● **Task goal**
Rewrite the records starting at their first line and ending at the line that contains "pixel 372 152", with "side mirror" replaced by "wing mirror" and nothing else changed.
+-------+
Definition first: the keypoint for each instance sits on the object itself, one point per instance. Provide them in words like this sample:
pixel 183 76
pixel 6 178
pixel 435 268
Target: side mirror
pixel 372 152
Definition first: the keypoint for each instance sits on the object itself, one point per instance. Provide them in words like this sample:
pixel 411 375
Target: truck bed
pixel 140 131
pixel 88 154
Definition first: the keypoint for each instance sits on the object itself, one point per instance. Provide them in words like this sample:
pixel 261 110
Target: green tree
+-------+
● **Final result**
Definition first: the keypoint for each instance sits on the object itself, one point per instance. Provide them in words like this sample:
pixel 183 76
pixel 6 178
pixel 435 268
Target: wing mirror
pixel 372 152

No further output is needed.